• _Task requirements_
Give back exactly the lines from the start of the listing to the line containing "locate the swimming pool in the photo above", inclusive, and nothing beyond them.

• _Recorded information_

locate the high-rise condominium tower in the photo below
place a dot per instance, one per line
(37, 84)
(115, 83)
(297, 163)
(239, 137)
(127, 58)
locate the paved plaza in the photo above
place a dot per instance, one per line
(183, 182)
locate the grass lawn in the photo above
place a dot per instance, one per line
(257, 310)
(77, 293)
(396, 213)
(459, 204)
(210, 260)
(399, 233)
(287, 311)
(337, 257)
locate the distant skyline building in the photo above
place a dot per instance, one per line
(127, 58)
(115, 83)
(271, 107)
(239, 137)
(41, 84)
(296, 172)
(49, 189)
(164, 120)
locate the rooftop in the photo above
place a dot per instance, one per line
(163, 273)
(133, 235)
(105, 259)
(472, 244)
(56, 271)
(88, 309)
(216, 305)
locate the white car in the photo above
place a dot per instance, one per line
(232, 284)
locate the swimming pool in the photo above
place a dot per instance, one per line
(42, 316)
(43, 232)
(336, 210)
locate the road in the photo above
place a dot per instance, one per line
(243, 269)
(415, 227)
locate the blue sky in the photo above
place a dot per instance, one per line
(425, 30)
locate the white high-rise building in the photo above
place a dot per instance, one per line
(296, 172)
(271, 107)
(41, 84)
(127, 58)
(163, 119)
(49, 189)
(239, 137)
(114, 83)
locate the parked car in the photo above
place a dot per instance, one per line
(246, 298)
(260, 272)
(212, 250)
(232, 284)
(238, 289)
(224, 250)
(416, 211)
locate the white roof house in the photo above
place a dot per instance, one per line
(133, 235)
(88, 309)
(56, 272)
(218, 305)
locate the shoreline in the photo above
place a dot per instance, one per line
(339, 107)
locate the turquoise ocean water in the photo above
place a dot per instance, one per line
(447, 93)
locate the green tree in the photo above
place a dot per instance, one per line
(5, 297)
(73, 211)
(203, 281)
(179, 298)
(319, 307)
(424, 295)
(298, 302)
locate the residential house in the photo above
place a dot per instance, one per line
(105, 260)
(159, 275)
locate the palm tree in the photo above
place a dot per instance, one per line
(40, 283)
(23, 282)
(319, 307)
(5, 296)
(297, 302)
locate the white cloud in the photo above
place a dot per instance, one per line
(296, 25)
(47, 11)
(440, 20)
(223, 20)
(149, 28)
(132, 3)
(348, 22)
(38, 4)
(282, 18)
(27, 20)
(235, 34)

• _Response to this task_
locate the high-rise condominium tower in the photo below
place a dot per instance, one per line
(37, 84)
(115, 83)
(297, 163)
(239, 137)
(127, 58)
locate the paved plaza in the photo above
place a dot per instance, one per line
(183, 182)
locate the grass lawn in the photo above
place a dot per instance, one per line
(257, 310)
(77, 293)
(396, 213)
(459, 204)
(210, 260)
(399, 233)
(287, 311)
(337, 257)
locate the distant skyline building in the photo above
place a dot per instance, one per line
(127, 58)
(115, 83)
(271, 107)
(239, 137)
(41, 84)
(296, 172)
(49, 189)
(164, 120)
locate the rooftop in the photo above
place a dot per instance, one per line
(163, 273)
(133, 235)
(105, 259)
(472, 244)
(56, 271)
(88, 309)
(216, 305)
locate the white car in the photo above
place a dot per instance, one per line
(232, 284)
locate the swimming pool in the photo above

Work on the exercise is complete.